Me fui a casa embebido en un batiburrillo de pensamientos, pero con el corazón en el puño y la emoción saliendo por cada uno de mis poros. “¿Cuánto podría costar arreglar esa casa?... ¿Unos 500€?... ¿Y qué son 500€ para mí?... Si cuando empiece a trabajar eso es menos de un mes… ¿Un mes o cambiarles la vida?.. Yo, cambiar una vida…” – pensaba…

“Cambiarles la vida”. Me paré ahí. “Cambiarles la vida”, resonó en mi cabeza. Pero, ¿para bien o para mal?

Entonces, en un instante, todos mis años en estos países, todas las experiencias, cientos de olores y miles de imágenes, cruzaron mi cabeza. Y pensé. Pensé en lo que es (o al menos debería ser) la cooperación, pensé en todo lo que había aprendido en todo lo leído y todos los cursos a los que había ido y pensé en mi amigo Borja… En mi amigo Borja cuando, poco antes de venir, me dijo: “Tienes muy buena intención Álvaro, pero no sabes lo que te va a cambiar la forma de ver todo cuando aprendas” – “Creo que ya estoy empezando a verlo, Borja” – le contesté.

Y ahí, tumbado en esa cama, mirando al techo, me di cuenta de que probablemente estaba empezando a verlo. Me di cuenta de que darle 500€ no arreglaba una vida, sino que probablemente destrozara la historia de una mujer, una heroína, que se había levantado una y otra vez ante las dificultades; una mujer que se lavaba la cara y sonreía todos los días estuviese en las condiciones que estuviese; una mujer que se vestía elegante porque le daba igual lo que viniese, que no iba a poder con ella. Me di cuenta de que 500€ remaban en dirección opuesta a la cooperación internacional por la que yo estaba luchando. Me di cuenta de que darle 500€ era hacerme daño a mí y a ella, pues era seguir con el estereotipo de blanquito ayuda a negrita, cuando esa negraza tenía que enseñarme y ayudarme a mí mucho más de lo que yo podía darle. Me di cuenta de que 500€ para ella seguramente significasen un “pues ya está, qué fácil ha sido”, que probablemente destrozara muchas metas en su vida y que seguramente, a la larga estaba destrozando, más que arreglando una vida.

Datos extraídos —
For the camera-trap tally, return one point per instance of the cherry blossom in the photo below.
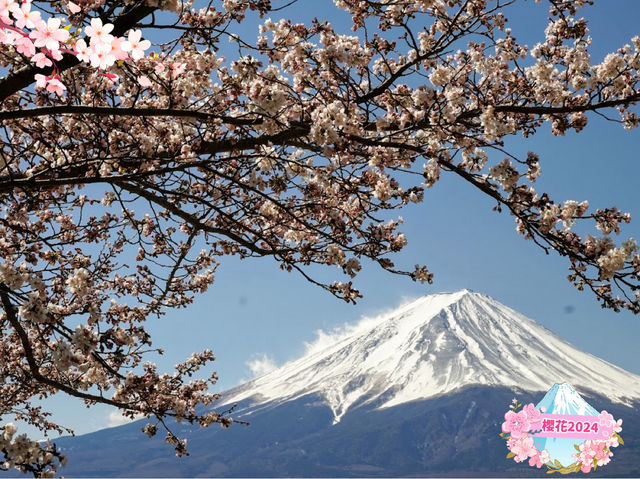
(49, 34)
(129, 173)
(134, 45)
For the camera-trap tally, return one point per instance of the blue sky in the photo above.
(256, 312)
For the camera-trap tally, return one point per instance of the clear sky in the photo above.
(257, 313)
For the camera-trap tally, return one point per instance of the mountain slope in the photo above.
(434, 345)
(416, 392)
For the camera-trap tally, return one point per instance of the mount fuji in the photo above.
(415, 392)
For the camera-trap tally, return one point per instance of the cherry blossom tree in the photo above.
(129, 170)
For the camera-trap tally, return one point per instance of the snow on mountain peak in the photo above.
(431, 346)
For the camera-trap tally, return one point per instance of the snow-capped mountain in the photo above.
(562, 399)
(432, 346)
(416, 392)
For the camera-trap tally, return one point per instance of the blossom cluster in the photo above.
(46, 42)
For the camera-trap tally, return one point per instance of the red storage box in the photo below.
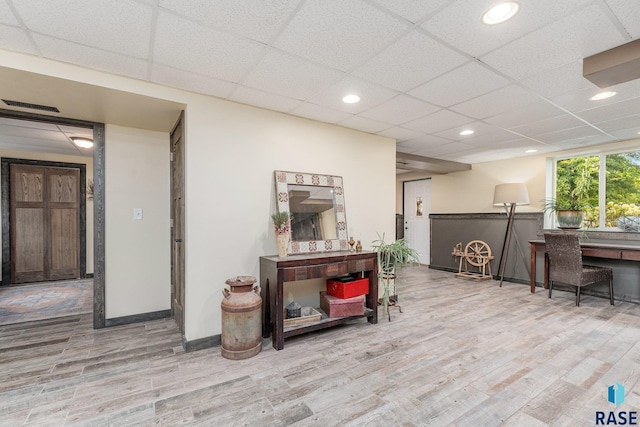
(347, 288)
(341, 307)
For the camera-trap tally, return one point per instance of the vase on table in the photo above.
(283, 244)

--

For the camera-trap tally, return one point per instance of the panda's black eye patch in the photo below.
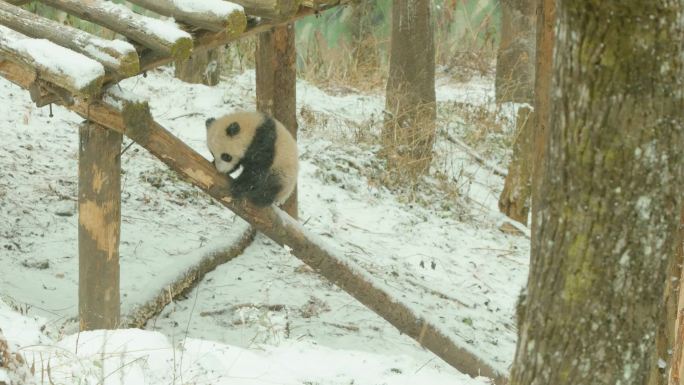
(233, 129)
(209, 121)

==

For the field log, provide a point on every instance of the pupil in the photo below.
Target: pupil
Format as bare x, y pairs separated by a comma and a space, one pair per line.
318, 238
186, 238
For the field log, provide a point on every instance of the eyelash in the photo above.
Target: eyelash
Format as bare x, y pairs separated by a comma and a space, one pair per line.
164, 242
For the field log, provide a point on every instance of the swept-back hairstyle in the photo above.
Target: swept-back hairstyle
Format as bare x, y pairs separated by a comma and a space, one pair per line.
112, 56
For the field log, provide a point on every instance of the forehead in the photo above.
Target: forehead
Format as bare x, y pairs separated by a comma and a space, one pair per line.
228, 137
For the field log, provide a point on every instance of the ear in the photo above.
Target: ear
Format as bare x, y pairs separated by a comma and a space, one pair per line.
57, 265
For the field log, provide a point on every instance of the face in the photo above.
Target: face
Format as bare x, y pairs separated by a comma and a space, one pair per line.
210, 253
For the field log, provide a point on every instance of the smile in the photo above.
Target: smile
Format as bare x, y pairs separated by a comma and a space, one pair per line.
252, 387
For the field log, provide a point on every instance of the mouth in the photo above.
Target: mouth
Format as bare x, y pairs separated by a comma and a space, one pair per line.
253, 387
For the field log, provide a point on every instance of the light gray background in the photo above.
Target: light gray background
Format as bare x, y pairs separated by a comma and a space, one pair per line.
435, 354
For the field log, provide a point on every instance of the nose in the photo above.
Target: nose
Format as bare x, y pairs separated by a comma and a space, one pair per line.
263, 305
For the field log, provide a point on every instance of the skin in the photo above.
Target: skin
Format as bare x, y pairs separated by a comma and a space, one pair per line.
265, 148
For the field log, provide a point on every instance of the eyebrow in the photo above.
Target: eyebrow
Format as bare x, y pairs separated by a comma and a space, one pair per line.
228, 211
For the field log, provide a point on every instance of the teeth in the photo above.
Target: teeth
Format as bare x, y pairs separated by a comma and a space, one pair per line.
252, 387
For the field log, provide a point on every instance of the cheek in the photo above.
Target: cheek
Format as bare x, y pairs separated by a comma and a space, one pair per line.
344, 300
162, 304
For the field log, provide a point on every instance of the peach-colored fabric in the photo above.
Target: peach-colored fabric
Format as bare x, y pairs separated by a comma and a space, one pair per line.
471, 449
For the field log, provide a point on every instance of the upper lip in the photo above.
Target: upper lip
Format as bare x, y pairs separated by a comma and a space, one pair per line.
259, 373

Encargo 1 —
Responde según el fragmento:
(a) ¿Cuánto calcula el narrador que podría costar arreglar la casa?
(b) ¿Cómo se llama el amigo que le habló poco antes de venir?
(c) ¿En qué postura estaba el narrador cuando se dio cuenta de lo que significaban los 500€?
Encargo 2 — Reproduce sin cambios el tramo del fragmento que va desde "Me fui a casa" hasta "o para mal?".
Las líneas son un material aparte, sin relación con el fragmento.

Respuesta del ejercicio 1 —
(a) Unos 500€.
(b) Borja.
(c) Tumbado en la cama, mirando al techo.

Respuesta del ejercicio 2 —
Me fui a casa embebido en un batiburrillo de pensamientos, pero con el corazón en el puño y la emoción saliendo por cada uno de mis poros. “¿Cuánto podría costar arreglar esa casa?... ¿Unos 500€?... ¿Y qué son 500€ para mí?... Si cuando empiece a trabajar eso es menos de un mes… ¿Un mes o cambiarles la vida?.. Yo, cambiar una vida…” – pensaba…

“Cambiarles la vida”. Me paré ahí. “Cambiarles la vida”, resonó en mi cabeza. Pero, ¿para bien o para mal?